:: Job ::
In the lines below, find the one that contains "gripping racket and record integer pixel coordinates." and write it out exactly, along with every line that follows it.

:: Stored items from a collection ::
-=-=-
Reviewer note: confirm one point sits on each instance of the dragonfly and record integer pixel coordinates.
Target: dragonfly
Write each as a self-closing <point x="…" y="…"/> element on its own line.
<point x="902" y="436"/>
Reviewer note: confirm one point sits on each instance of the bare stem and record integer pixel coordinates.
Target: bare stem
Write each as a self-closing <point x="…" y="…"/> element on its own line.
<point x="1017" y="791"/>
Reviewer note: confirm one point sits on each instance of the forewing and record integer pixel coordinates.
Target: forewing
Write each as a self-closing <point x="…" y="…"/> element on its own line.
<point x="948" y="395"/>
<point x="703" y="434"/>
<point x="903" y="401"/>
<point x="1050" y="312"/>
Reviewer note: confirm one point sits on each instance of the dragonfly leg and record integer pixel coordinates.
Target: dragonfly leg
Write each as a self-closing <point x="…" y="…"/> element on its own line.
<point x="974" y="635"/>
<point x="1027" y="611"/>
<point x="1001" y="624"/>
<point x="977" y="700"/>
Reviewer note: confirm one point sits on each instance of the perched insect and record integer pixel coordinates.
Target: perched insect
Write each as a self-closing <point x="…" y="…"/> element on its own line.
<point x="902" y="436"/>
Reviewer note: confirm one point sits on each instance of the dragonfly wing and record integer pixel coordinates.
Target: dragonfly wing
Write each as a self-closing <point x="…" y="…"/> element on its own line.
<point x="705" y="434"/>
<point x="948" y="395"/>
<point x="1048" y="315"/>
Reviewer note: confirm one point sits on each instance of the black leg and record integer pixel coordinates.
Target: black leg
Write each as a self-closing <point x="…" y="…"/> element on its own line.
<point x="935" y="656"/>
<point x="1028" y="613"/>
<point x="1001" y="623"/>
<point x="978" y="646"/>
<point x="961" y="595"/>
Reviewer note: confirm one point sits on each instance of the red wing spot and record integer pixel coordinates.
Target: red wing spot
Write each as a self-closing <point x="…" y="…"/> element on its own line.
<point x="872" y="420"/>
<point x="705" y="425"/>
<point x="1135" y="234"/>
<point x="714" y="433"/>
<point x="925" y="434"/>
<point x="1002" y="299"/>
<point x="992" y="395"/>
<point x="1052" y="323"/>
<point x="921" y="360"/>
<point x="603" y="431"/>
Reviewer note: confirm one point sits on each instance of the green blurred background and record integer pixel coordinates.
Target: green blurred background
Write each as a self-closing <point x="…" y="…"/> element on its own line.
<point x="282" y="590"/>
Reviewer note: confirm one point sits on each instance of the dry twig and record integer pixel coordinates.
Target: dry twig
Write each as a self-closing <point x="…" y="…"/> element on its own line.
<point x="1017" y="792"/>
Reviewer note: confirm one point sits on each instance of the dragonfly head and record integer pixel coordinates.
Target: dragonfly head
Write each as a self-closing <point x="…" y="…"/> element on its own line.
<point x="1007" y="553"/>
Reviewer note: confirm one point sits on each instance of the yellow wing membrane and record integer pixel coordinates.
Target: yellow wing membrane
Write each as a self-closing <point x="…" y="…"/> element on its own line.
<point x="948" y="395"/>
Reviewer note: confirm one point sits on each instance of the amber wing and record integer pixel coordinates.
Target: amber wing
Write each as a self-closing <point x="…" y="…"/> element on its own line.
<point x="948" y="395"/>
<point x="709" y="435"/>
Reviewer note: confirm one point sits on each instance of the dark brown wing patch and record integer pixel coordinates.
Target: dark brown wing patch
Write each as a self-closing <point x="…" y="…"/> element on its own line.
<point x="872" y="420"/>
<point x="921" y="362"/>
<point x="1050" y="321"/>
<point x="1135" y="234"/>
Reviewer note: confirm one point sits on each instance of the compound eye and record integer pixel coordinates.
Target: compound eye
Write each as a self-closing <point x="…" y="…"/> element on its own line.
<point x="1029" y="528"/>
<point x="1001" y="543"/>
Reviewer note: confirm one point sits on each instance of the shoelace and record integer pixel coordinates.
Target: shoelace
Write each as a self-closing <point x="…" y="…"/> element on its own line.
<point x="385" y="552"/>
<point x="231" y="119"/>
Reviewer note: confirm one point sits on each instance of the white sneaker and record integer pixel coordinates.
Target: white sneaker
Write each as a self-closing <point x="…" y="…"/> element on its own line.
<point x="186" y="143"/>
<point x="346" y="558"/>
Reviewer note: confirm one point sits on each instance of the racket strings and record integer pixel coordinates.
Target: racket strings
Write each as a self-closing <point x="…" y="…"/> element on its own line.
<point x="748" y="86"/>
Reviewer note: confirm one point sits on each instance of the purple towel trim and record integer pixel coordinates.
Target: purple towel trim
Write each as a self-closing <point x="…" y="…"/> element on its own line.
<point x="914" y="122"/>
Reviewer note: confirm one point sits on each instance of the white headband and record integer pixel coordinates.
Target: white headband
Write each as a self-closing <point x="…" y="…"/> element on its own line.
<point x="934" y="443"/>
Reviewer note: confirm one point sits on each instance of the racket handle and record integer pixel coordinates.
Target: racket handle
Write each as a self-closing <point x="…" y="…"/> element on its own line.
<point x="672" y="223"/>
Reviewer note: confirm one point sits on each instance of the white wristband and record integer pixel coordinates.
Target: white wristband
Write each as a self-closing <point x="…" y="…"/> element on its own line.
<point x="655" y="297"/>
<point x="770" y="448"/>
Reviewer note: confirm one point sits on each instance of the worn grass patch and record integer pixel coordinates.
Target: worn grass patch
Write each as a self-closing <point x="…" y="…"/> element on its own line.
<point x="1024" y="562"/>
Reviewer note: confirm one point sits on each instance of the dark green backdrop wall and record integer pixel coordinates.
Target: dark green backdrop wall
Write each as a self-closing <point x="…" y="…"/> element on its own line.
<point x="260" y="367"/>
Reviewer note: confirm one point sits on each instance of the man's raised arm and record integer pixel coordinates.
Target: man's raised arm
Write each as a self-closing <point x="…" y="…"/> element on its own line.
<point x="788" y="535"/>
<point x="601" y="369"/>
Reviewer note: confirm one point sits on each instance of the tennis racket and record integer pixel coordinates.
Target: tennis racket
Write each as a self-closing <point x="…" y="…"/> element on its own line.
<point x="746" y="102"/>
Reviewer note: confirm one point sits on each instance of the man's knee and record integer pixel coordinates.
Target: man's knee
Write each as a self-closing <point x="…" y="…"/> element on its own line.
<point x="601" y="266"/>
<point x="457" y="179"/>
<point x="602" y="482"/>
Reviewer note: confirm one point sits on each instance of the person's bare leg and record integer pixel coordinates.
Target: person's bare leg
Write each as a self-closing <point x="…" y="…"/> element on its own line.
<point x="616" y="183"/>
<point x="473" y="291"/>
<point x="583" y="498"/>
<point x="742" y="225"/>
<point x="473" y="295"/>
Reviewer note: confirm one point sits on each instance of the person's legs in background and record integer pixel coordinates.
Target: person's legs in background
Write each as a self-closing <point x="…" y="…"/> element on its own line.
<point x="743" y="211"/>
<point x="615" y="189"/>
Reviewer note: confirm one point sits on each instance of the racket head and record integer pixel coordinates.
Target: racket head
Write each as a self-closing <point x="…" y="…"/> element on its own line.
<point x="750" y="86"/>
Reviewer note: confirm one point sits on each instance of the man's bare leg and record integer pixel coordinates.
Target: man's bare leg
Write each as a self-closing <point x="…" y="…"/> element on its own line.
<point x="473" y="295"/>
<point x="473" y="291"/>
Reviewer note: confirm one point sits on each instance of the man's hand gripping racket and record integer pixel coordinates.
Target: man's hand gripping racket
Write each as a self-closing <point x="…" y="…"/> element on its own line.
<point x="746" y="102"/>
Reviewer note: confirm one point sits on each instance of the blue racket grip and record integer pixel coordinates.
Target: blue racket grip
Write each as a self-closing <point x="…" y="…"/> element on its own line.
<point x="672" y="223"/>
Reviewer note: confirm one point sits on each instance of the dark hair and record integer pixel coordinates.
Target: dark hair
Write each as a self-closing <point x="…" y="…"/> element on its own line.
-=-=-
:: Completed task ::
Reviewer note: confirm one point sits on each instance of the man's hand gripping racket and record integer pixel coordinates.
Target: man's hand gripping racket
Write each as a self-closing <point x="…" y="…"/> element on its own line.
<point x="746" y="102"/>
Reviewer note: confirm one point sits on each instance of the blue racket grip and record integer pixel coordinates.
Target: blue racket grip
Write each as a self-closing <point x="…" y="…"/> element on its own line.
<point x="672" y="223"/>
Reviewer note: confirm one point sits on each instance of the dark hair and record integer pixel coordinates.
Target: dark hair
Write each as a self-closing <point x="…" y="…"/> element on its own line.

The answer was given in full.